- **Excerpt provided**
******
US doctors indicted for federal tax crimes in the Caribbean

FLORIDA, United States, Tuesday May 21, 2013 – The United States Department of Justice (DOJ) says a federal grand jury has indicted a married couple for federal tax crimes in the Caribbean.

The DOJ said that David Leon Fredrick and his wife Patricia Lynn Hough were indicted for conspiring to defraud the Internal Revenue Service (IRS) by concealing millions of dollars in assets and income in offshore bank accounts at UBS and other foreign banks. 

According to the indictment, the married doctors served on the Board of Directors of two Caribbean-based medical schools, located on Saba in the Netherlands Antilles, and in Nevis.

The indictment claims that Fredrick had an ownership interest in the medical school on Nevis until 2007, when both medical schools were sold. 

The indictment alleges that Fredrick and Hough conspired with each other and with Beda Singenberger, a citizen and resident of Switzerland who is under indictment in the Southern District of New York, and a UBS banker to defraud the IRS. 

“They carried out the conspiracy by creating and using nominee entities and undeclared bank accounts in their names and the names of the nominee entities at UBS and other foreign banks to conceal assets and income from the IRS, including the sale of real estate associated with the medical school on Saba and shares they owned in the medical school on Nevis,” the indictment alleges.
******
- **Source material**
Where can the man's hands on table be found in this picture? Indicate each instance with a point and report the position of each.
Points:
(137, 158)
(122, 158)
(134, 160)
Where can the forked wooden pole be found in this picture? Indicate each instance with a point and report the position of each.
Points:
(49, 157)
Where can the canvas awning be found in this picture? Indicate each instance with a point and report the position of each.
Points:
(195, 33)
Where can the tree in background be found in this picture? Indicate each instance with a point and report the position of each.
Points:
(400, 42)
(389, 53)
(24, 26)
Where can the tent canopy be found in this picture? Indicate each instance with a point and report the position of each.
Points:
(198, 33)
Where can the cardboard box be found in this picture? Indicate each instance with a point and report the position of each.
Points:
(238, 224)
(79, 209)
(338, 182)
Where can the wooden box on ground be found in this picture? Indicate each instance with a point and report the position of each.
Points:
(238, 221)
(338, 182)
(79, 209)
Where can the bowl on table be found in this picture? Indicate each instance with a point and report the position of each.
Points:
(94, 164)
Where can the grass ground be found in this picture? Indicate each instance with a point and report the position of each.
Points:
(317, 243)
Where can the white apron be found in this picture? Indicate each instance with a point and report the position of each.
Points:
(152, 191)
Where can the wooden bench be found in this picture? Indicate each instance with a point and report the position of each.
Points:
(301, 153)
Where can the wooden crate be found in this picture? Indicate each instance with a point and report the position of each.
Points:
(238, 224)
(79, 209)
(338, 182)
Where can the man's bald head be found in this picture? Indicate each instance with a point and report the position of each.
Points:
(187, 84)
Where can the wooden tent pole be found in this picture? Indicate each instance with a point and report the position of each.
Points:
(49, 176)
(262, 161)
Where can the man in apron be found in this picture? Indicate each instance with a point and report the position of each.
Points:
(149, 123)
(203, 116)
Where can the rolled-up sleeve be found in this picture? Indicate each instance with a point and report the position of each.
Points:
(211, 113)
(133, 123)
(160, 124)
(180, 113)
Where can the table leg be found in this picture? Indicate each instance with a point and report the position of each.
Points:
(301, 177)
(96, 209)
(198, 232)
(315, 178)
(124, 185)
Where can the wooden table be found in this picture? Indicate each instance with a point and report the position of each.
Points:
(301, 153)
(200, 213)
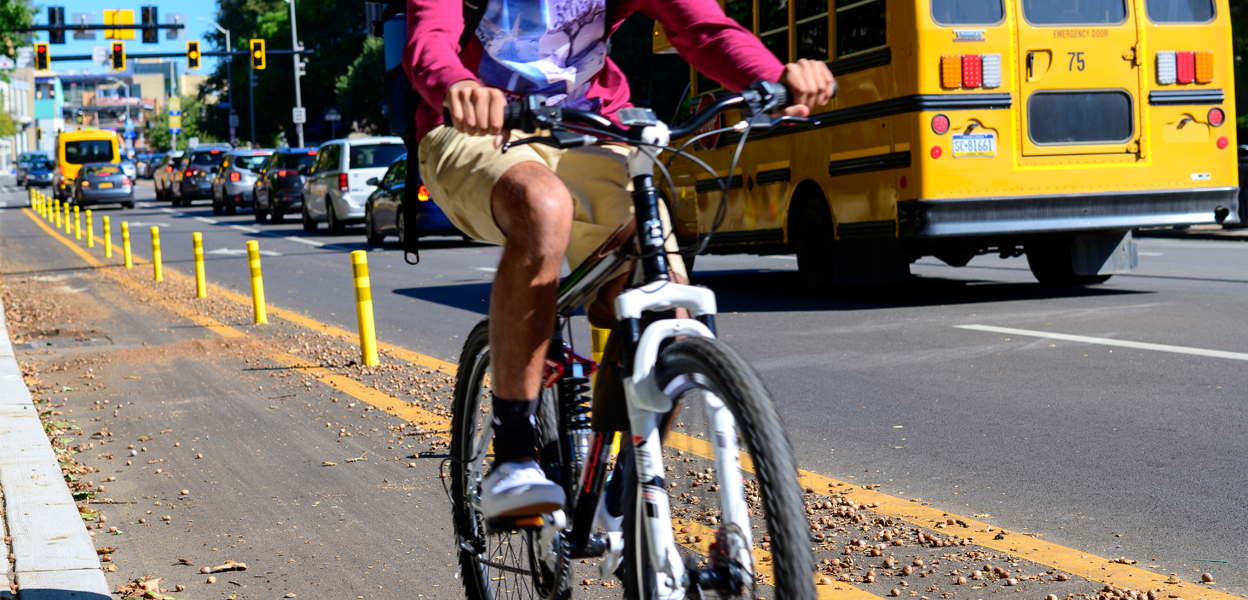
******
- **Directions**
Print the passage of the article on the indicted doctors from "US doctors indicted" to "and in Nevis." word for word.

- **The answer**
US doctors indicted for federal tax crimes in the Caribbean

FLORIDA, United States, Tuesday May 21, 2013 – The United States Department of Justice (DOJ) says a federal grand jury has indicted a married couple for federal tax crimes in the Caribbean.

The DOJ said that David Leon Fredrick and his wife Patricia Lynn Hough were indicted for conspiring to defraud the Internal Revenue Service (IRS) by concealing millions of dollars in assets and income in offshore bank accounts at UBS and other foreign banks. 

According to the indictment, the married doctors served on the Board of Directors of two Caribbean-based medical schools, located on Saba in the Netherlands Antilles, and in Nevis.